■ **WHAT TO DO**
Format every line of the records below as a JSON list of strings, one string per line, with blank lines and pictures left out.
==============================
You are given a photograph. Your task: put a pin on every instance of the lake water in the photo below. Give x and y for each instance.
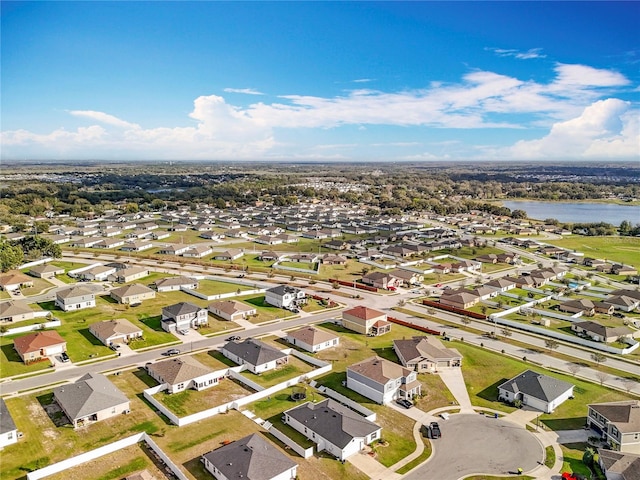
(578, 212)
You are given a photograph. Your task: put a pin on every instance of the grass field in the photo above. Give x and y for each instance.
(618, 249)
(484, 371)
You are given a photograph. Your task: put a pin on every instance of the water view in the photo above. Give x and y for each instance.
(579, 212)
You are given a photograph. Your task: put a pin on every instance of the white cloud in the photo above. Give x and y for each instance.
(606, 129)
(246, 91)
(104, 118)
(568, 105)
(510, 52)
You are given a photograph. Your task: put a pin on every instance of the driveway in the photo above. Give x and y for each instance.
(473, 444)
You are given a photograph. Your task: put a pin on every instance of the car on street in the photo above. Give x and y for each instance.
(434, 430)
(403, 402)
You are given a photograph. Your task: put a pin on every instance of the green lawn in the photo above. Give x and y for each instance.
(484, 371)
(618, 249)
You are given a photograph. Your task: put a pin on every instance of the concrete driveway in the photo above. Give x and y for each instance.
(475, 444)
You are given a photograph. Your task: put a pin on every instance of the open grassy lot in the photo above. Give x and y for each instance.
(484, 371)
(618, 249)
(214, 287)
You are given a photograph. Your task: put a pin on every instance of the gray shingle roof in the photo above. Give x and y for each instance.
(250, 458)
(254, 352)
(536, 385)
(92, 393)
(333, 421)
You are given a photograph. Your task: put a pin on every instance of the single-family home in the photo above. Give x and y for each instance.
(182, 373)
(8, 429)
(426, 354)
(600, 333)
(382, 380)
(231, 310)
(75, 298)
(14, 280)
(91, 399)
(251, 458)
(313, 339)
(183, 316)
(256, 355)
(618, 423)
(333, 427)
(39, 345)
(536, 390)
(285, 296)
(15, 311)
(46, 270)
(132, 294)
(365, 320)
(171, 284)
(383, 280)
(131, 274)
(115, 331)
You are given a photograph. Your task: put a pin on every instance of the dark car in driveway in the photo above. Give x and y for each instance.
(403, 402)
==============================
■ **SOLUTION TO THIS PROBLEM**
[
  "You are given a photograph. Your task: put a pin on every instance of the lake water in the photo below. Give x and y for each instance.",
  "(578, 212)",
  "You are given a photograph. Your task: put a pin on every instance of the grass field in the photo above. Give x and y for each instance.",
  "(618, 249)",
  "(484, 371)",
  "You are given a photograph. Your task: put a pin on every instance of the water view in the photo above. Give x and y for each instance.",
  "(579, 212)",
  "You are given a photograph. Your task: put a pin on every instance of the white cloud in the photo above. Give x and y for each instance.",
  "(606, 129)",
  "(246, 91)",
  "(104, 118)",
  "(568, 105)",
  "(510, 52)",
  "You are given a photograph. Your task: put a pin on every instance of the driveway in the photo above. Give x and y for each instance.",
  "(473, 444)",
  "You are given a photograph. Your task: put a pin on every instance of the car on street in the photo above. Give x and y for each instance.",
  "(434, 430)",
  "(403, 402)",
  "You are given a photograph. Your task: put a pin on every instance of the green lawn in the photo above. Give x and y for each instance.",
  "(484, 371)",
  "(618, 249)",
  "You are given a photograph. Your task: put a pin on every instance of the concrete driveway in the photo above. Give x and y for each instance.",
  "(475, 444)",
  "You are given a photograph. Your task: put a pin on every instance of the open grassy lot in the photo above. Give x and y for each instance.",
  "(484, 371)",
  "(618, 249)",
  "(214, 287)",
  "You are given a photograph. Your task: put a pin on every instance of the gray shingle roof in the photo above. Give x and y for each instance.",
  "(250, 458)",
  "(254, 352)",
  "(536, 385)",
  "(92, 393)",
  "(333, 421)",
  "You are given a photograph. Your task: put a pin on every instance of the single-family home in the photo above. Give x and y for each instance.",
  "(182, 373)",
  "(8, 429)",
  "(426, 354)",
  "(600, 333)",
  "(382, 380)",
  "(231, 310)",
  "(75, 298)",
  "(14, 280)",
  "(91, 399)",
  "(251, 458)",
  "(313, 339)",
  "(183, 316)",
  "(256, 355)",
  "(618, 423)",
  "(333, 427)",
  "(39, 345)",
  "(536, 390)",
  "(285, 296)",
  "(15, 311)",
  "(46, 270)",
  "(132, 294)",
  "(365, 320)",
  "(171, 284)",
  "(383, 280)",
  "(131, 274)",
  "(115, 331)",
  "You are given a photograph. Your task: put a pin on every instance of the dark car in driveway in the photo above. Give x and y for each instance.",
  "(403, 402)"
]